Rechtbank Noord-Holland, 16-06-2020, ECLI:NL:RBNHO:2020:4286, AWB - 19 _ 1912
Rechtbank Noord-Holland, 16-06-2020, ECLI:NL:RBNHO:2020:4286, AWB - 19 _ 1912
Gegevens
- Instantie
- Rechtbank Noord-Holland
- Datum uitspraak
- 16 juni 2020
- Datum publicatie
- 18 juni 2020
- ECLI
- ECLI:NL:RBNHO:2020:4286
- Zaaknummer
- AWB - 19 _ 1912
Inhoudsindicatie
Beroep is niet-ontvankelijk wegens gebrek aan belang.
Uitspraak
Zittingsplaats Haarlem
Bestuursrecht
zaaknummer: HAA 19/1912
(gemachtigde: M. Collij),
en
Procesverloop
Verweerder heeft aan eiser voor het jaar 2012 met dagtekening 23 januari 2015 een aanslag inkomstenbelasting en premie volksverzekeringen (hierna: ib/pvv) opgelegd, berekend naar een belastbaar inkomen uit werk en woning van € 21.
Verweerder heeft op 18 september 2017 een beschikking gewijzigde heffingsgrondslagen opgelegd naar een belastbaar inkomen uit werk en woning van € 504.

□ □ □ □

**TE DOEN:**
[1] Zet deze zin uit de rechtbankuitspraak om in het Engels: "Beroep is niet-ontvankelijk wegens gebrek aan belang."
[2] Schrijf het stuk uit de rechtbankuitspraak woord voor woord over, beginnend bij "Verweerder heeft op" en eindigend bij "woning van € 504.".

**AANGELEVERDE GEGEVENS:**
□ □ □ □

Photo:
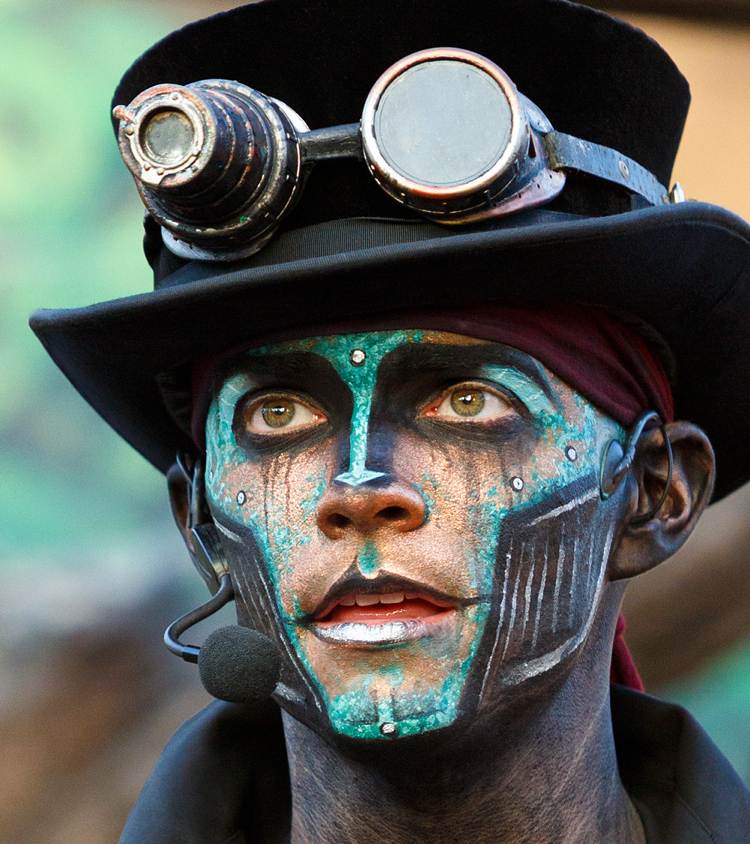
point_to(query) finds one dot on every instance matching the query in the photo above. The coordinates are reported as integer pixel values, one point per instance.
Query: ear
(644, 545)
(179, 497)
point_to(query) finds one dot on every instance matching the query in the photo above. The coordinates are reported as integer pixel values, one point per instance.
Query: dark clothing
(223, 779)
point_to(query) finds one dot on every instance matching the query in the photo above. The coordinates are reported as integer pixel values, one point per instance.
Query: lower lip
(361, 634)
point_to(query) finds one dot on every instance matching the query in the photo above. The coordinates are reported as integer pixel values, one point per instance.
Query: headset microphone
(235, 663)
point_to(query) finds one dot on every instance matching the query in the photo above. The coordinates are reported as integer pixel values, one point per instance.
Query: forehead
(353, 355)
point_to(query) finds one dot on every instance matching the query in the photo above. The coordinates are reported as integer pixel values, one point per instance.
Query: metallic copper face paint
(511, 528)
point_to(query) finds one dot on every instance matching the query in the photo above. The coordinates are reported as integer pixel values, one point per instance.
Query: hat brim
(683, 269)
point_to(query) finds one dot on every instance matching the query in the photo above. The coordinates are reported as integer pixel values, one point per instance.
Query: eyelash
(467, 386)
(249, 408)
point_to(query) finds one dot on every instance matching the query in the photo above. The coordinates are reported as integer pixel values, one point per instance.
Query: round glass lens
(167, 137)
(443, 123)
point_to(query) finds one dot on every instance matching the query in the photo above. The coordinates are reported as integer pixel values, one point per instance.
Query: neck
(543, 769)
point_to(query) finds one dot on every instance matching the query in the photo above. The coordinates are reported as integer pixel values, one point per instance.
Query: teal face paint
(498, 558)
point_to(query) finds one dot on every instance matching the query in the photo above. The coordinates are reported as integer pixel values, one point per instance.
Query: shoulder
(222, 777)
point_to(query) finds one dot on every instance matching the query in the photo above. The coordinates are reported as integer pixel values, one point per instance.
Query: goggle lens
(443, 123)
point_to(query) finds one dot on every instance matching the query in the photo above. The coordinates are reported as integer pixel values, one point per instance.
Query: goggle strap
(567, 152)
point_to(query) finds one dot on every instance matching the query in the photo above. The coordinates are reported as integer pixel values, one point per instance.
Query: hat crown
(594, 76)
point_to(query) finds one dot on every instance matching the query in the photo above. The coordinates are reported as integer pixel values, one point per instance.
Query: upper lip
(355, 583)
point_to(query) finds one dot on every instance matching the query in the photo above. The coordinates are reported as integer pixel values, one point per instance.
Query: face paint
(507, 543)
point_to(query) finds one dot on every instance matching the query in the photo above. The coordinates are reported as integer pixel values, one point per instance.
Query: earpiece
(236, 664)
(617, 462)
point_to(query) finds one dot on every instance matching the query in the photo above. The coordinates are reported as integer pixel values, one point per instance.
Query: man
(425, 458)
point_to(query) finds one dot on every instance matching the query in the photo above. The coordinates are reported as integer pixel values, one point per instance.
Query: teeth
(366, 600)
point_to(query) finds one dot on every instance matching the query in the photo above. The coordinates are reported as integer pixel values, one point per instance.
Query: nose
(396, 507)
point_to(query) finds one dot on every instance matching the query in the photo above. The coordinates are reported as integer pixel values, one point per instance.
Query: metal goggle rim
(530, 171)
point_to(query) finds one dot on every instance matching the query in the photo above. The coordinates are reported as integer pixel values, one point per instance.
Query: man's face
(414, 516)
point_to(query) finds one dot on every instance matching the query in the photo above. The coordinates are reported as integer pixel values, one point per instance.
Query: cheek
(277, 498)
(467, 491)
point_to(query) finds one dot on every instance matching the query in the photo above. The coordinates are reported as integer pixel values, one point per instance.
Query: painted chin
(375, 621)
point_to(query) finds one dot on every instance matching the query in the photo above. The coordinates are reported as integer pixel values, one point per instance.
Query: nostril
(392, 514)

□ □ □ □

**ANTWOORDEN OP VOLGORDE:**
[1] The appeal is inadmissible for lack of interest.

[2]
Verweerder heeft op 18 september 2017 een beschikking gewijzigde heffingsgrondslagen opgelegd naar een belastbaar inkomen uit werk en woning van € 504.